STATED PROBLEM
Recast the lines of the items below as a numbered list, starting with the line that contains "of the shrub" and continuing through the final line of the items. Leave out any blank lines.

(A data block)
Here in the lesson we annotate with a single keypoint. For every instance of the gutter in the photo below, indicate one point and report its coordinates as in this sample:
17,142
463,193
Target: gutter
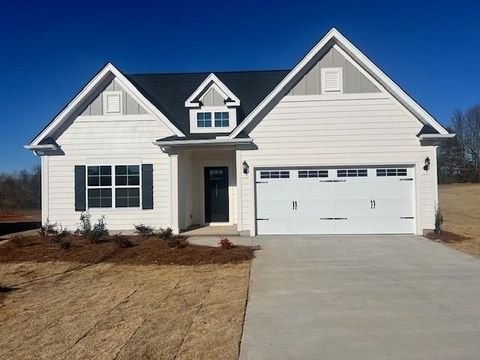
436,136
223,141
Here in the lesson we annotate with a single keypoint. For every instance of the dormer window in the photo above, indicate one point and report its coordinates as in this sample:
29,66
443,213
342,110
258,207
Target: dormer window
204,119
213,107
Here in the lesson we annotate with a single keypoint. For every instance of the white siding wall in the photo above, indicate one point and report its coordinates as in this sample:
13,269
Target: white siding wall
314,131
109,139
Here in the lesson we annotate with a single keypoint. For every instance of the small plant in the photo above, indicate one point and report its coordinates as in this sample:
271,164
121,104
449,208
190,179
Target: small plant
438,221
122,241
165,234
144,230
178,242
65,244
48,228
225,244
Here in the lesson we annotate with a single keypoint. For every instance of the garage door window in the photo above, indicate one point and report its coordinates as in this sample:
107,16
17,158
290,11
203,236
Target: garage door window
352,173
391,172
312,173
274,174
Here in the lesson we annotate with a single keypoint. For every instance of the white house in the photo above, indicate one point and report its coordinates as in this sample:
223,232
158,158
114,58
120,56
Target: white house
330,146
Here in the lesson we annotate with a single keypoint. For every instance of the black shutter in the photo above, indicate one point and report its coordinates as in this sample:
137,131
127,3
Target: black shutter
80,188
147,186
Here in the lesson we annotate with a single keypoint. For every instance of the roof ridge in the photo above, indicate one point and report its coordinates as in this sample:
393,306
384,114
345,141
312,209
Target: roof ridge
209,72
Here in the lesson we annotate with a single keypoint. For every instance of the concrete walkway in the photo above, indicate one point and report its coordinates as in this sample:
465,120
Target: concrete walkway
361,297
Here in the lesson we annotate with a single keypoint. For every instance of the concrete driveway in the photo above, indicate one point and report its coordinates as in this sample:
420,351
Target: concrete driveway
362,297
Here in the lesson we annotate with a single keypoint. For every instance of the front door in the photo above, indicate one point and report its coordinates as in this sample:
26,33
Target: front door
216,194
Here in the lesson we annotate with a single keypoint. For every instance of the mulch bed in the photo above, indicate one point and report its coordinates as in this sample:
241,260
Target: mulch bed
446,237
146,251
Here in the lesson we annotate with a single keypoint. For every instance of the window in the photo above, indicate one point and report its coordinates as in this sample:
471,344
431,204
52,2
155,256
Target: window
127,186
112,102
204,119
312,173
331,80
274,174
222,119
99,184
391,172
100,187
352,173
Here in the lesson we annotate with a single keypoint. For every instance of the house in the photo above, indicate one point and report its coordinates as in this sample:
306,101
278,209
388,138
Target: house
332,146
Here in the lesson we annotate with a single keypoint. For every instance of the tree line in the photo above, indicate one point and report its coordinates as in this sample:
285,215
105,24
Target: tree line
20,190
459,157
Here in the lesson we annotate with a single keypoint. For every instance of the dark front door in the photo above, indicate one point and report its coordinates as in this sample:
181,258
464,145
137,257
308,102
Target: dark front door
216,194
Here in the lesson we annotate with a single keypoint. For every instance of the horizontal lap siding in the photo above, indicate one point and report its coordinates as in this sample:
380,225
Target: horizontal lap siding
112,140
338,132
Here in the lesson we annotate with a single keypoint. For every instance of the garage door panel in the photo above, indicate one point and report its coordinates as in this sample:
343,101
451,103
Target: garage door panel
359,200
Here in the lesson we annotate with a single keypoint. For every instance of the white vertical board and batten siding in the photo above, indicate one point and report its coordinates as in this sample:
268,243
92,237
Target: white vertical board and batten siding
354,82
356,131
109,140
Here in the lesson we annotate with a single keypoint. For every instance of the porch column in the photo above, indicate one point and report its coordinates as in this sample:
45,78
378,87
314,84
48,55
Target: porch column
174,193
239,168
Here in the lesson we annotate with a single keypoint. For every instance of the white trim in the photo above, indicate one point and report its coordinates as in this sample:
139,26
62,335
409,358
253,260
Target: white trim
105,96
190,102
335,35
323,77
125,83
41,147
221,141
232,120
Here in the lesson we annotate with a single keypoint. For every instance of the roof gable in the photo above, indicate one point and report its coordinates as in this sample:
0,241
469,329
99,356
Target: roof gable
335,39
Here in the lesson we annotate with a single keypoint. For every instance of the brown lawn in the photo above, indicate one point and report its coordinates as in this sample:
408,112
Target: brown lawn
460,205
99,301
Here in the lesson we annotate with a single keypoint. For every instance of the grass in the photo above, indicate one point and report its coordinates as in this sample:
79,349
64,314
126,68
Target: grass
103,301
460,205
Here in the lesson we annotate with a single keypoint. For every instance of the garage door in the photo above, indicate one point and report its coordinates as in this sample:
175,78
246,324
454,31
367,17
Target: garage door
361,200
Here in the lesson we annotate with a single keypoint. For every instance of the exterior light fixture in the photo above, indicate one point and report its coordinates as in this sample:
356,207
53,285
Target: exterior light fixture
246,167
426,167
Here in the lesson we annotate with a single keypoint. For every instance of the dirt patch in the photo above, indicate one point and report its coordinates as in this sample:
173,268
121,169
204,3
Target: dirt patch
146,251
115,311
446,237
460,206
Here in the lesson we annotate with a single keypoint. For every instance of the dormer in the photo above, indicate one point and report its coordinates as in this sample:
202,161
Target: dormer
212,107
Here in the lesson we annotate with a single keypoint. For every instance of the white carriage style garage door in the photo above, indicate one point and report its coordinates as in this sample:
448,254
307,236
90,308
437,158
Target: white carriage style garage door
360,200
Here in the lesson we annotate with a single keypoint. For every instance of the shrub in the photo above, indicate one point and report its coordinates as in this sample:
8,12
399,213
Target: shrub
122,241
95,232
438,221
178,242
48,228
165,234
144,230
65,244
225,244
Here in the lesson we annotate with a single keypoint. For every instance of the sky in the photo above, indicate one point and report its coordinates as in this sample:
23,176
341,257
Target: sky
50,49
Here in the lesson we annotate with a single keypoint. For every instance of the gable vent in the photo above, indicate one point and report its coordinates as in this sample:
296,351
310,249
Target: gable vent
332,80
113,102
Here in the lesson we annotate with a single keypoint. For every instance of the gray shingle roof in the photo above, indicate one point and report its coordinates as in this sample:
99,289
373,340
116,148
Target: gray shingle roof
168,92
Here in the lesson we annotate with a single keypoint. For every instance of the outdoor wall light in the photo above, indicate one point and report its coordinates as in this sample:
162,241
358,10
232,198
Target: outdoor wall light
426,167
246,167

WRITTEN SOLUTION
1. Here in the lesson we annotate with a single keypoint. For every instance of the shrub in the photo above, indicate one point and report its coordinates as in this sample:
2. 8,12
3. 399,213
4. Target: shrub
5. 122,241
6. 95,232
7. 438,221
8. 178,242
9. 48,228
10. 165,234
11. 144,230
12. 65,244
13. 225,244
14. Here in the lesson we annotate with a single keypoint. For every instance of the sky in the photo above, indicate one point and report its coordinates as in this sample:
15. 23,176
16. 341,257
17. Target: sky
18. 50,49
19. Here in the lesson we annotate with a single keypoint. For every instance of the gable vent in the photo above, indicate one point and report its coordinates as in this sample:
20. 296,351
21. 310,249
22. Target: gable vent
23. 332,80
24. 113,102
25. Here in the lesson we annotate with a single keypoint. For every instance of the gray shingle roof in the photo above, indicate one point and report its coordinates as in this sample:
26. 99,289
27. 373,340
28. 116,148
29. Target: gray shingle roof
30. 168,92
31. Here in the lesson we annotate with a single keypoint. For every instance of the outdoor wall light in the photo above, indicate one point and report its coordinates as in this sample:
32. 162,241
33. 358,10
34. 232,198
35. Target: outdoor wall light
36. 426,167
37. 246,167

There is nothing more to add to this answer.